-- EXTRACTED INFORMATION start --
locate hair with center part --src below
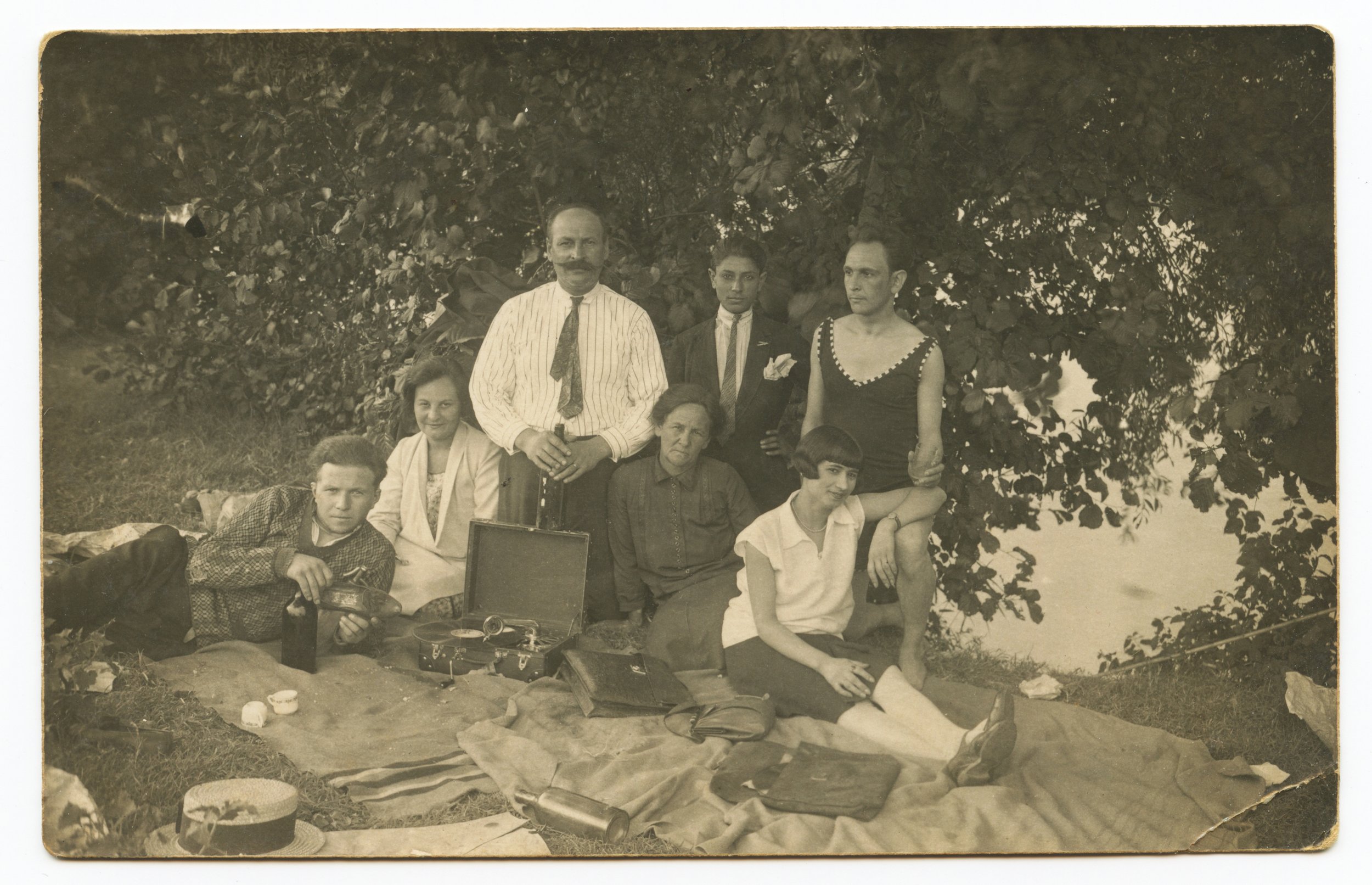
[850,225,915,273]
[401,357,472,420]
[543,203,609,243]
[710,236,767,273]
[309,434,386,486]
[790,424,862,479]
[648,382,724,436]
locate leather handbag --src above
[560,649,690,716]
[710,741,900,821]
[663,694,777,744]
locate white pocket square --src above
[763,354,796,382]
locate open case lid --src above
[463,519,592,634]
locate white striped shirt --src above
[469,281,667,461]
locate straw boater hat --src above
[145,778,324,858]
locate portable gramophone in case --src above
[413,520,590,682]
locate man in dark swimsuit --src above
[801,228,944,689]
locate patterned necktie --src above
[548,295,586,418]
[719,313,738,442]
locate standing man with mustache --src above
[471,203,667,621]
[801,226,944,689]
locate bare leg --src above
[844,571,906,642]
[837,667,982,760]
[896,517,938,689]
[871,667,966,759]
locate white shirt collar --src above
[715,305,754,325]
[553,280,601,305]
[779,489,858,547]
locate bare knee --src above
[896,519,933,571]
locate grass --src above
[43,328,1338,856]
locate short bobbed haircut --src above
[710,236,767,273]
[648,382,724,436]
[850,225,915,273]
[543,203,609,243]
[401,357,472,418]
[790,424,862,479]
[309,434,386,486]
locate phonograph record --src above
[413,520,590,682]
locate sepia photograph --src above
[35,20,1339,876]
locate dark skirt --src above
[724,632,896,722]
[644,572,738,671]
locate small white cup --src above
[243,701,266,729]
[266,689,301,716]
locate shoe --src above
[944,689,1018,786]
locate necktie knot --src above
[548,295,586,418]
[718,313,740,442]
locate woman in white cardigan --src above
[368,357,501,620]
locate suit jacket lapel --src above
[700,316,719,396]
[735,315,771,415]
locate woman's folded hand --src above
[819,657,875,698]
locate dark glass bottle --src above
[282,594,320,673]
[534,424,567,531]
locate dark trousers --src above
[497,451,625,621]
[43,525,195,660]
[644,572,738,671]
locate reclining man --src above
[609,383,757,670]
[43,436,395,660]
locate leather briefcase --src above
[560,649,691,716]
[663,694,777,744]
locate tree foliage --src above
[43,29,1335,648]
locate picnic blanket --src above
[461,674,1264,855]
[153,631,1264,855]
[317,811,549,858]
[151,642,523,819]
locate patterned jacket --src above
[187,486,395,648]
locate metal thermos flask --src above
[515,786,628,843]
[282,594,320,673]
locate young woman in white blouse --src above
[368,357,501,620]
[722,425,1015,786]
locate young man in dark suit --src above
[667,237,809,511]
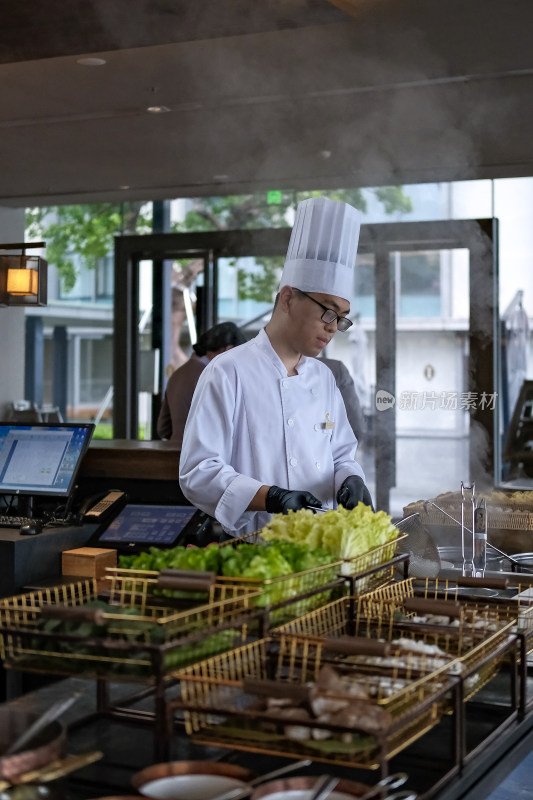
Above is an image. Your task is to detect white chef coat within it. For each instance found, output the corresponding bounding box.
[180,329,365,536]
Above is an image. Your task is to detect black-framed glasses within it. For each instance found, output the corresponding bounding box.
[292,286,353,331]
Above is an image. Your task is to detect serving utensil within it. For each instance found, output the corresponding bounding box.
[357,772,408,800]
[211,758,312,800]
[309,775,340,800]
[3,692,81,756]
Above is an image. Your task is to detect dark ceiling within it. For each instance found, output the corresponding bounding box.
[0,0,533,206]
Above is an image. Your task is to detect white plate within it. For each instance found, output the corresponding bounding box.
[139,774,245,800]
[261,789,355,800]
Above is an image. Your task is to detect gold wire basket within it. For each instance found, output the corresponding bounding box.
[272,578,517,700]
[217,531,406,612]
[0,571,257,683]
[171,637,455,769]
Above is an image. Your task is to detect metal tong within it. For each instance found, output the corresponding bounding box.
[461,481,487,578]
[424,500,533,573]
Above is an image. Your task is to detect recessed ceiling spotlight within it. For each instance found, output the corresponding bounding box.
[76,56,107,67]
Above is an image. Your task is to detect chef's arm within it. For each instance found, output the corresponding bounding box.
[247,485,322,514]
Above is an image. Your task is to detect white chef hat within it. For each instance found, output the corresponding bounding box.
[279,197,361,302]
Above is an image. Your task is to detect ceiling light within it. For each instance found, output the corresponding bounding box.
[76,56,107,67]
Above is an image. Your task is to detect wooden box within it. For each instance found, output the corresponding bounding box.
[61,547,117,579]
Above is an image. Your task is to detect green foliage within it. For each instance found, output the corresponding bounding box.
[26,186,412,302]
[237,256,284,303]
[26,202,151,292]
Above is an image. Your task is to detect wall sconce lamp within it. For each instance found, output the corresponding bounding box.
[0,242,48,306]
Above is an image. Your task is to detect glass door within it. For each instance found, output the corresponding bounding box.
[114,220,499,516]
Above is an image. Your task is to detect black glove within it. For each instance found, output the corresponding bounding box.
[265,486,322,514]
[337,475,374,511]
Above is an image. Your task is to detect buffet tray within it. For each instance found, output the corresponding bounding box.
[170,637,457,769]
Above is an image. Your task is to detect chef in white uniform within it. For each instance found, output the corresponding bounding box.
[180,197,372,537]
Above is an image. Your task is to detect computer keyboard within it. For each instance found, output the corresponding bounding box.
[0,514,47,528]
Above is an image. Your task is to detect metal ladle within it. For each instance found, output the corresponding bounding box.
[357,772,408,800]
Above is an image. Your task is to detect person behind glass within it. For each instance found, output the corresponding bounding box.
[157,322,246,446]
[179,197,372,537]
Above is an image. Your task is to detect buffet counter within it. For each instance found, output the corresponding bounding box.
[0,678,533,800]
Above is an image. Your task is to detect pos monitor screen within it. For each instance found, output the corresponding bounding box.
[0,422,94,497]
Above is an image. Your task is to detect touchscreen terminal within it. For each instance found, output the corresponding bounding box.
[99,504,205,547]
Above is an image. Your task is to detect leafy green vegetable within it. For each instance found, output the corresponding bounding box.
[261,503,398,559]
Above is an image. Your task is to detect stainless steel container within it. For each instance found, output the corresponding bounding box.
[437,545,504,572]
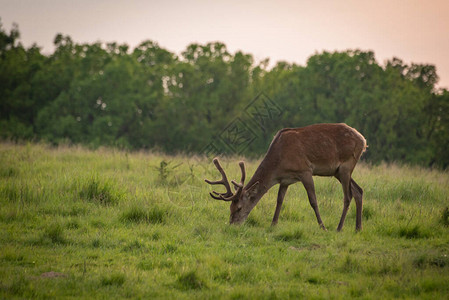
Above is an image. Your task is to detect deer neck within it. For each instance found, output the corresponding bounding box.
[245,160,277,202]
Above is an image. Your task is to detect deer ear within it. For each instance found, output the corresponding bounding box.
[247,181,259,197]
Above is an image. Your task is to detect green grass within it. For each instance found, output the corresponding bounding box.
[0,143,449,299]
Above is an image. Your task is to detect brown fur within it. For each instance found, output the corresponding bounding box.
[205,124,367,230]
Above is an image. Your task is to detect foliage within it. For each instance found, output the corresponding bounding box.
[0,143,449,299]
[0,20,449,169]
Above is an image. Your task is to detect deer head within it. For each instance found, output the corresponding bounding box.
[205,158,259,224]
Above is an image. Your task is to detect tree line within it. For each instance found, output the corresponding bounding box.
[0,24,449,168]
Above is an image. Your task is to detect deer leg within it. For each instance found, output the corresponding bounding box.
[271,184,288,226]
[351,178,363,231]
[301,173,327,230]
[335,169,352,231]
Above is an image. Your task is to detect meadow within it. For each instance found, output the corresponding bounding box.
[0,143,449,299]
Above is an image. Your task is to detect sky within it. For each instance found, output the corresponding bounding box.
[0,0,449,89]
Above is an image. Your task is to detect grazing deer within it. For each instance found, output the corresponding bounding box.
[205,123,367,231]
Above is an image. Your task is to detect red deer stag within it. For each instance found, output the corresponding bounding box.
[205,124,367,231]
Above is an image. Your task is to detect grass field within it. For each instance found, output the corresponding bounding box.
[0,143,449,299]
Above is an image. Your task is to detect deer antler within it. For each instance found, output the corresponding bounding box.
[204,158,246,201]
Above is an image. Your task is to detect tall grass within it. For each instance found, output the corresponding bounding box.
[0,143,449,299]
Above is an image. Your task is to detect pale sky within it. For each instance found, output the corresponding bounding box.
[0,0,449,88]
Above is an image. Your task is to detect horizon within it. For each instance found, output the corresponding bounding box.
[0,0,449,89]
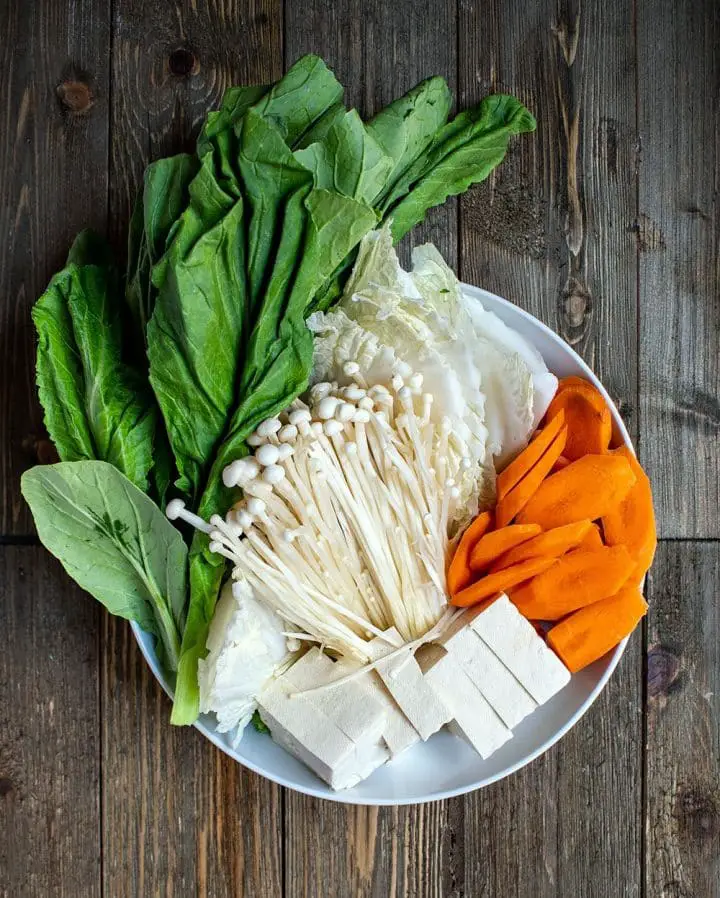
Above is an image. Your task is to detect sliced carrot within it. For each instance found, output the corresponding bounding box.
[602,446,657,583]
[447,511,492,596]
[578,524,605,549]
[510,546,635,620]
[470,524,540,571]
[547,586,647,673]
[490,521,602,572]
[495,427,569,529]
[546,379,612,461]
[495,412,565,502]
[516,454,637,530]
[450,558,557,608]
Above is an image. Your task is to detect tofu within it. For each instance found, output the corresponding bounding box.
[438,612,538,730]
[285,648,388,744]
[416,636,512,758]
[371,628,452,741]
[335,660,420,758]
[258,676,389,789]
[257,649,390,789]
[470,595,570,705]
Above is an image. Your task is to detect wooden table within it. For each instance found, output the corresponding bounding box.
[0,0,720,898]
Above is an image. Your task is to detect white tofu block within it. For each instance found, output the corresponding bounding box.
[438,612,538,730]
[470,595,570,705]
[258,676,389,789]
[336,660,420,758]
[285,648,388,744]
[417,645,512,758]
[373,640,452,741]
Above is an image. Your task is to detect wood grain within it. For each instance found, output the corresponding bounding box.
[285,0,464,898]
[0,0,110,535]
[102,0,282,898]
[0,546,101,898]
[645,541,720,898]
[637,0,720,537]
[458,0,642,898]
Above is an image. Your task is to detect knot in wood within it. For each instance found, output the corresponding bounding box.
[56,79,94,115]
[647,646,680,698]
[0,776,15,798]
[168,47,200,78]
[675,787,720,845]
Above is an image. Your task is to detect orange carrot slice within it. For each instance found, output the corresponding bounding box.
[510,546,635,620]
[516,455,637,530]
[495,427,570,530]
[496,412,565,502]
[490,521,602,573]
[470,524,540,571]
[547,586,647,673]
[578,524,605,549]
[447,511,492,596]
[546,379,612,461]
[602,446,657,583]
[450,558,557,608]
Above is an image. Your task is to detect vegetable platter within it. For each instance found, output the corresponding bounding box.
[23,56,655,804]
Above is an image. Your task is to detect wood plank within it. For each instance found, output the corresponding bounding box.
[102,0,282,898]
[285,0,463,898]
[0,546,101,898]
[637,0,720,537]
[0,0,110,535]
[284,792,470,898]
[645,541,720,898]
[458,0,642,898]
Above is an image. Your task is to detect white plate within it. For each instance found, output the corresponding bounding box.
[132,285,632,805]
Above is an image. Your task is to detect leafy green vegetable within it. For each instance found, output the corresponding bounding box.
[295,109,393,204]
[382,94,535,242]
[24,56,534,723]
[367,77,452,190]
[32,232,155,489]
[125,153,198,346]
[22,461,187,670]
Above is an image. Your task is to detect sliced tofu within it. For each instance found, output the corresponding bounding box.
[335,660,420,758]
[416,636,512,758]
[371,629,452,740]
[470,595,570,705]
[258,675,389,789]
[285,648,388,745]
[438,612,538,730]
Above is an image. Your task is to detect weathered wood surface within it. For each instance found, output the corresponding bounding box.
[645,541,720,898]
[636,0,720,538]
[0,0,110,534]
[0,546,102,898]
[0,0,720,898]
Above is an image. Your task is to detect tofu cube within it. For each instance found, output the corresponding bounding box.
[416,645,512,758]
[470,595,570,705]
[371,628,452,741]
[438,612,538,730]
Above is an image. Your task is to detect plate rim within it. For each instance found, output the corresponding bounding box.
[130,281,636,807]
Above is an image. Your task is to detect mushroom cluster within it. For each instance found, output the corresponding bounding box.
[168,362,477,661]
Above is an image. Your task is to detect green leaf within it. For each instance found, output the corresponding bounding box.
[382,94,535,242]
[125,153,199,346]
[32,232,155,489]
[295,109,393,204]
[22,461,187,670]
[367,77,452,190]
[253,54,343,147]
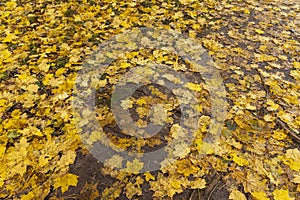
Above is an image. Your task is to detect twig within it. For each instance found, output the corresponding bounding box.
[276,118,300,143]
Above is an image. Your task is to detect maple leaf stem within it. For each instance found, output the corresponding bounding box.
[276,119,300,144]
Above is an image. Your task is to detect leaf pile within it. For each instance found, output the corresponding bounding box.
[0,0,300,200]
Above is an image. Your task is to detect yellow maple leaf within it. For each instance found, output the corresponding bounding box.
[38,60,50,72]
[278,149,300,172]
[229,190,247,200]
[273,189,294,200]
[104,155,123,168]
[191,178,206,189]
[144,172,155,181]
[21,191,35,200]
[292,175,300,183]
[251,191,269,200]
[293,61,300,69]
[126,158,144,174]
[53,174,78,193]
[230,154,249,166]
[184,83,202,92]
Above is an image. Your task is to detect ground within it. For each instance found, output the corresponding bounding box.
[0,0,300,200]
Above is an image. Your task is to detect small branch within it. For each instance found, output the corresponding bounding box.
[276,118,300,143]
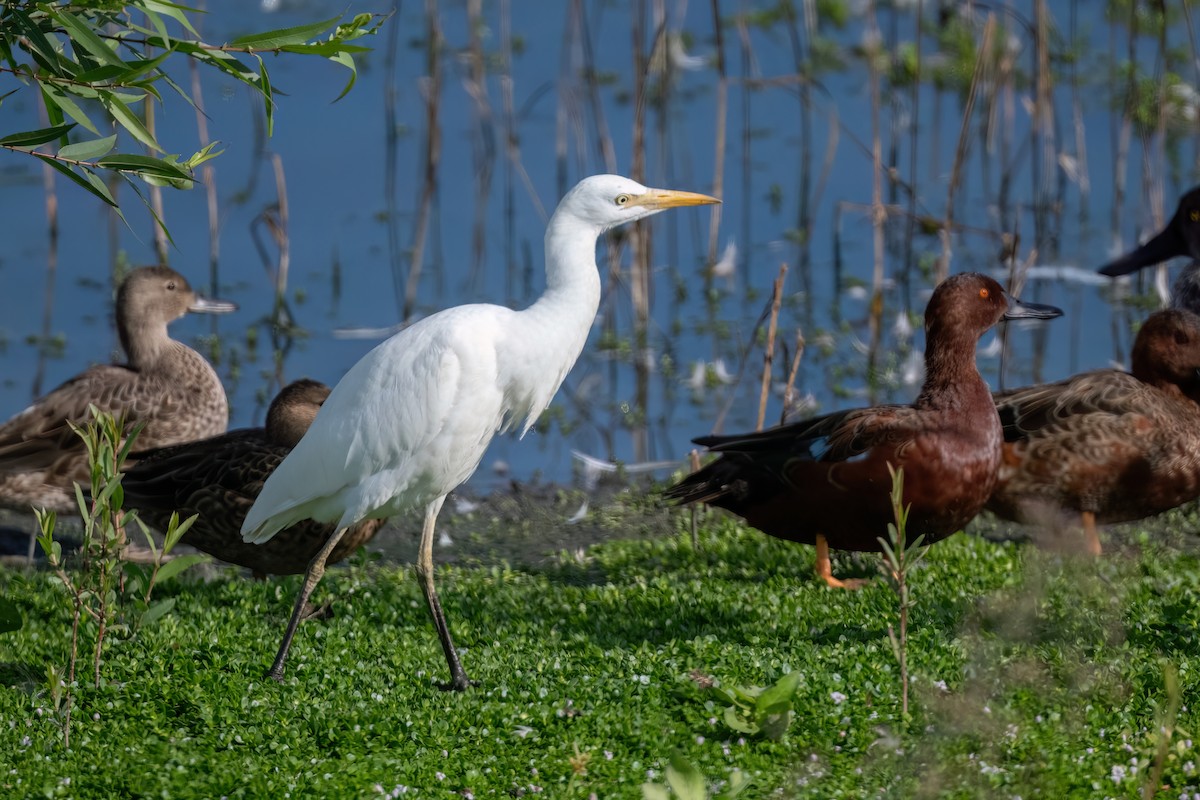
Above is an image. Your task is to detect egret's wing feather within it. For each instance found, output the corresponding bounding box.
[242,306,503,541]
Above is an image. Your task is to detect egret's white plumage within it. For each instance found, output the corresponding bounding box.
[242,175,718,688]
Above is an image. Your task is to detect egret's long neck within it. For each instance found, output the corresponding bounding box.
[521,212,601,352]
[504,206,601,433]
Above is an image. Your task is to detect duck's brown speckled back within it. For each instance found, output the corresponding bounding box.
[0,266,234,513]
[988,309,1200,523]
[122,380,385,575]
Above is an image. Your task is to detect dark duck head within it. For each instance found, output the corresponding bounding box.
[1099,186,1200,313]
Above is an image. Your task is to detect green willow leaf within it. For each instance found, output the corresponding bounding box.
[0,122,74,148]
[157,553,212,583]
[46,7,124,66]
[0,596,25,633]
[59,133,116,161]
[258,59,275,137]
[34,152,116,209]
[42,83,100,136]
[229,17,341,50]
[6,6,64,76]
[96,152,193,182]
[100,91,163,152]
[142,0,199,37]
[329,53,359,103]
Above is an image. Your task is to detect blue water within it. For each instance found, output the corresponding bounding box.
[0,0,1198,488]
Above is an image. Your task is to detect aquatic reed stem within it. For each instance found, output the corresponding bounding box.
[704,0,730,291]
[755,264,787,431]
[934,14,996,283]
[401,0,443,323]
[779,329,805,425]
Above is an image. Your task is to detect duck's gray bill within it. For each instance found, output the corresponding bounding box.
[1004,293,1062,319]
[187,295,238,314]
[1097,221,1188,277]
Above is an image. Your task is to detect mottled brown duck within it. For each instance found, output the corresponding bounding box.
[0,266,236,513]
[122,379,384,575]
[988,308,1200,554]
[667,273,1062,588]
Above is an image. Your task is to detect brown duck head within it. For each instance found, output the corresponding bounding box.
[116,266,238,368]
[266,378,330,447]
[1129,308,1200,402]
[918,272,1062,403]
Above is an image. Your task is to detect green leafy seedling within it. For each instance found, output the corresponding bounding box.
[710,670,802,741]
[642,751,750,800]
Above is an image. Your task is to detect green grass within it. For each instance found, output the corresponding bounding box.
[0,517,1200,799]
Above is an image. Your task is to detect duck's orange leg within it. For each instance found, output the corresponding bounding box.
[1080,511,1104,555]
[816,534,866,589]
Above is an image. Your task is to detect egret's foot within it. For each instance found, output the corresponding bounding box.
[433,673,479,692]
[300,600,334,622]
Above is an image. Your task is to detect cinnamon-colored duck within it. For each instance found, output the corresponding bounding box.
[121,379,386,576]
[667,273,1062,588]
[1099,186,1200,313]
[988,308,1200,554]
[0,266,236,513]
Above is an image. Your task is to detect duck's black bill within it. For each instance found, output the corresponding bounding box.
[1003,294,1062,319]
[1097,219,1188,277]
[187,295,238,314]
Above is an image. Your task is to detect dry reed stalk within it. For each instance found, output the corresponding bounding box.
[271,152,292,319]
[401,0,443,323]
[866,0,887,405]
[383,0,404,314]
[29,94,59,402]
[755,264,787,431]
[187,53,221,303]
[704,0,730,291]
[1031,0,1063,260]
[934,14,996,283]
[580,0,618,173]
[688,447,700,551]
[779,327,806,425]
[463,0,496,290]
[1142,6,1170,306]
[1069,0,1092,215]
[629,0,650,461]
[904,0,925,312]
[737,14,754,289]
[143,79,169,264]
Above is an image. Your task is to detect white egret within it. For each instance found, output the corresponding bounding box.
[241,175,719,690]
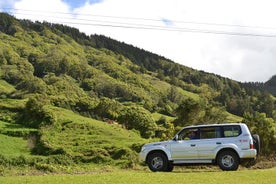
-- EXTRACTED INFORMATION end --
▶ **PROBLEM TO WORK ON**
Copy out everything from the line containing "Above is an image. Your task is to detect ground" down to the line containing "[504,206,601,433]", both of those lines included, exactly as they stand in the records. Do not include any pictures.

▶ **RESULT OF THE TASK**
Above is an image. Your task is to detect ground within it. For each instance found, output the corresponding bounding box.
[0,0,300,200]
Above is an image. Your task is to detect small branch within it. For each instance found, output the corresponding bounding box.
[276,118,300,143]
Above is an image. Your task is to detect egret's wing feather within it. For each instance found, output the corresponding bounding box.
[242,306,503,541]
Above is an image. Your task is to detect egret's white plumage within it. For each instance found, output the corresponding bounding box.
[242,175,718,688]
Above is an image. Your task is to detect egret's long neck within it. For each instance found, output the corresponding bounding box.
[521,212,601,352]
[504,206,601,433]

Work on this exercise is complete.